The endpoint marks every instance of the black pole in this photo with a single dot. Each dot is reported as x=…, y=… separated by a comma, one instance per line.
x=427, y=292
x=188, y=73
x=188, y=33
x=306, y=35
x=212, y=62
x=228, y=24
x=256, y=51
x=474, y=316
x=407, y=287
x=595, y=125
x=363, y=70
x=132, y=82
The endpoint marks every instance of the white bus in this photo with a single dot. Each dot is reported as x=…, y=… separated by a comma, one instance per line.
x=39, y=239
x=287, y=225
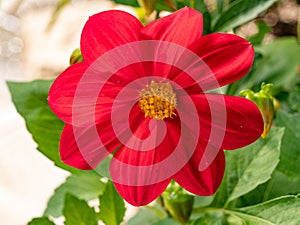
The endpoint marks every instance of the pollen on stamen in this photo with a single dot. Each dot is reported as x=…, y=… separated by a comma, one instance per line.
x=158, y=100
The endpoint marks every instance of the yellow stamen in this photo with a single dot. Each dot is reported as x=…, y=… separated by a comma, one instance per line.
x=158, y=101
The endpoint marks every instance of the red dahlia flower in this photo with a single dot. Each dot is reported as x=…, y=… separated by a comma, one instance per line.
x=140, y=90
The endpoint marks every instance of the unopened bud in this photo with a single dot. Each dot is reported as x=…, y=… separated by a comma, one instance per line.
x=266, y=103
x=76, y=56
x=178, y=203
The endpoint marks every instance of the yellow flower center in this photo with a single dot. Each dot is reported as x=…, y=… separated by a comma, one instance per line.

+ + + + + + +

--- WHAT TO DO ---
Format all of the entries above as a numbered list, one line per item with blank lines omitted. Leave the pictures out of the answer.

--- REPLY TO THE TASK ---
1. The endpoint marks every instance of the black pole in this photo with a single dot. Each dot is reported as x=…, y=… separated by a comma, one instance per line.
2. x=427, y=292
3. x=188, y=73
4. x=188, y=33
5. x=306, y=35
6. x=212, y=62
7. x=228, y=24
8. x=256, y=51
9. x=474, y=316
10. x=407, y=287
11. x=595, y=125
12. x=363, y=70
13. x=132, y=82
14. The endpoint marks every instance of the white bus in this photo with a single dot. Each dot is reported as x=…, y=… separated by a comma, one instance per line.
15. x=39, y=239
16. x=287, y=225
17. The endpoint marks every instance of the pollen on stamen in this photo with a single dot. Each dot is reported as x=…, y=… separated by a comma, one instance per line.
18. x=158, y=100
19. The endpoint marks every instance of the yellow stamen in this photo with a single dot. Each dot is reported as x=…, y=… separated by a comma, one instance per line.
20. x=158, y=101
21. The endpoint marks every instance of the red dahlia flower in this photo with a single dot. Each dot is reported as x=…, y=… separated by a comma, one instance per line.
22. x=140, y=90
23. The endpoint marks every instance of the unopened bud in this photo with a single dot. Each dot is reported as x=…, y=… separated by a comma, one instance per line.
24. x=266, y=103
25. x=76, y=56
26. x=178, y=203
27. The endpoint marks every instance of the yellow flower center in this photo with a single dot. Each dot is reported as x=…, y=… separated by a comma, one instance per line.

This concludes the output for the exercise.